### Work task
The full data must be written out exactly, with every line included.

### Provided entries
_____
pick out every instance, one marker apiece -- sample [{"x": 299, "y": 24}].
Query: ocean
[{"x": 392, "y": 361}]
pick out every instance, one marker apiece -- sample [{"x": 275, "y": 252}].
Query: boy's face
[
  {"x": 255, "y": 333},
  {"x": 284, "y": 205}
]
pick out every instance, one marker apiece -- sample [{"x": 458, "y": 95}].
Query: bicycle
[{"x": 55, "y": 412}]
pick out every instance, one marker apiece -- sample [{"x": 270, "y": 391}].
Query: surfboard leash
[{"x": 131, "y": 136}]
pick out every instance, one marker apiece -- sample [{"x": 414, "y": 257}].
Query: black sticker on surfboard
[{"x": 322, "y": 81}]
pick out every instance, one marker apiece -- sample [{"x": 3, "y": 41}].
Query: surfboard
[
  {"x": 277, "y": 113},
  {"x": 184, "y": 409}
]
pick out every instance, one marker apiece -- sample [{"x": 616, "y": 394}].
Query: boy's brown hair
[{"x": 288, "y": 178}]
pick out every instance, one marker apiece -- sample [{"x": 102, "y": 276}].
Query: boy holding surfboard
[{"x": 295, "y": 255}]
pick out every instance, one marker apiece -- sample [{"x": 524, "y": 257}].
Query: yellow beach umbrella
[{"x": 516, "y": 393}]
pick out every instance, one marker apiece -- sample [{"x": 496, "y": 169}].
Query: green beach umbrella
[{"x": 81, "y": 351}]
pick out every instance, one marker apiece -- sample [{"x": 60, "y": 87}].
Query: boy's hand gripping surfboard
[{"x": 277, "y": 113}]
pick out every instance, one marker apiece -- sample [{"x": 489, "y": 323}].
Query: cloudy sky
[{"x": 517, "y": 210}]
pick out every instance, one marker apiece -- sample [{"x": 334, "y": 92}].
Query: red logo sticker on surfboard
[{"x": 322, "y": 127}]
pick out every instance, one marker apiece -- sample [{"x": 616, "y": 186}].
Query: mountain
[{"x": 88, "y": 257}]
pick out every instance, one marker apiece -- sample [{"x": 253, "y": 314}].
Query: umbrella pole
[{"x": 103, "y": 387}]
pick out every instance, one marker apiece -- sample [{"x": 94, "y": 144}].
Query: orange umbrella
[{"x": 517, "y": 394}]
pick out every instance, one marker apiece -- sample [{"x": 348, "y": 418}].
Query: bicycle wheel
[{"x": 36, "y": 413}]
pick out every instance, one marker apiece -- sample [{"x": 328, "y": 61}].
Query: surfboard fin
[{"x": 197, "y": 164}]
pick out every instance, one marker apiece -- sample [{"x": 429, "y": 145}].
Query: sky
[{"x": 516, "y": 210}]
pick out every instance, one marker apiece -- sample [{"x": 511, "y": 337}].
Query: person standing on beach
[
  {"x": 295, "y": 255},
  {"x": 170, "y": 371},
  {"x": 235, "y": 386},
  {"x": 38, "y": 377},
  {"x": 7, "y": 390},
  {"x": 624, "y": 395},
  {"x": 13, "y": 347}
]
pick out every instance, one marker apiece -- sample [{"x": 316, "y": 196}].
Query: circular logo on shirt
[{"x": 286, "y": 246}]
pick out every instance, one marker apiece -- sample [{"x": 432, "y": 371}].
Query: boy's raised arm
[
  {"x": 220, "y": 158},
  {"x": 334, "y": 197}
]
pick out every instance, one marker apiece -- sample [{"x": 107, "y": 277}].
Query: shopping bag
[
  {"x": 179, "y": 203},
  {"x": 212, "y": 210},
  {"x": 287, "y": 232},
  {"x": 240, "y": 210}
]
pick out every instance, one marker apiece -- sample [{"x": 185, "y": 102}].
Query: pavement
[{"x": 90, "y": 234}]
_____
### Problem solution
pick out every instance, one marker apiece -- sample [{"x": 299, "y": 24}].
Query: ocean
[{"x": 392, "y": 361}]
pick out every instance, one marker apiece -- sample [{"x": 275, "y": 252}].
Query: boy's face
[
  {"x": 255, "y": 333},
  {"x": 284, "y": 205}
]
pick out every instance, one marker apiece -- sample [{"x": 458, "y": 95}].
Query: bicycle
[{"x": 55, "y": 412}]
pick out every instance, one marker apiece -- sample [{"x": 270, "y": 391}].
Query: surfboard leash
[{"x": 131, "y": 136}]
pick out every instance, one marker apiece -- sample [{"x": 414, "y": 257}].
Query: black sticker on surfboard
[{"x": 322, "y": 81}]
pick out every instance, one marker apiece -- sample [{"x": 3, "y": 41}].
Query: surfboard
[
  {"x": 277, "y": 113},
  {"x": 184, "y": 409}
]
pick out every instance, one marker apiece -- sample [{"x": 616, "y": 394}].
Query: boy's brown hair
[{"x": 288, "y": 178}]
pick out every instance, one marker apiece -- sample [{"x": 102, "y": 276}].
Query: boy holding surfboard
[{"x": 295, "y": 255}]
pick out every instance, one marker apiece -- sample [{"x": 524, "y": 257}].
Query: yellow beach umbrella
[{"x": 516, "y": 393}]
pick out every instance, one marker apiece -- sample [{"x": 496, "y": 169}].
Query: green beach umbrella
[{"x": 81, "y": 351}]
pick out every instance, one marker apiece -- sample [{"x": 60, "y": 87}].
Query: boy's hand gripping surfboard
[{"x": 277, "y": 113}]
pick out every instance, one marker apiece -- sample [{"x": 489, "y": 323}].
Query: cloudy sky
[{"x": 517, "y": 210}]
pick out every instance, one marker apiece -- sample [{"x": 334, "y": 92}].
Query: red logo sticker on surfboard
[{"x": 322, "y": 127}]
pick out every instance, one marker apiece -- sample [{"x": 616, "y": 186}].
Query: mountain
[{"x": 88, "y": 257}]
pick out every instance, one marker apiece -- sample [{"x": 253, "y": 314}].
Query: umbrella pole
[{"x": 103, "y": 387}]
pick out every instance, one marker apiece -- sample [{"x": 94, "y": 144}].
Query: orange umbrella
[{"x": 517, "y": 394}]
pick out every instance, one marker apiece -- sample [{"x": 348, "y": 418}].
Query: bicycle wheel
[{"x": 36, "y": 413}]
pick out every instance, one marker apiece -- sample [{"x": 328, "y": 61}].
Query: surfboard fin
[{"x": 197, "y": 164}]
pick out every instance, one marker apiece -- sample [{"x": 429, "y": 145}].
Query: sky
[{"x": 516, "y": 210}]
pick out every instance, one marker apiece -- sample [{"x": 511, "y": 337}].
Query: person standing on beach
[
  {"x": 295, "y": 255},
  {"x": 170, "y": 371},
  {"x": 235, "y": 386},
  {"x": 38, "y": 377},
  {"x": 7, "y": 390},
  {"x": 624, "y": 395},
  {"x": 13, "y": 347}
]
pick out every instance, one marker apiece -- sample [{"x": 316, "y": 196}].
Query: circular logo on shirt
[{"x": 286, "y": 246}]
pick out every instance, one marker apiece -- sample [{"x": 432, "y": 371}].
Query: boy's raised arm
[
  {"x": 220, "y": 158},
  {"x": 334, "y": 197}
]
pick out every instance, one marker apiece -- sample [{"x": 107, "y": 277}].
Query: shopping bag
[
  {"x": 179, "y": 203},
  {"x": 212, "y": 210},
  {"x": 287, "y": 232},
  {"x": 240, "y": 210}
]
pick out every instance, one marker apiece -- sample [{"x": 185, "y": 102}].
Query: pavement
[{"x": 90, "y": 234}]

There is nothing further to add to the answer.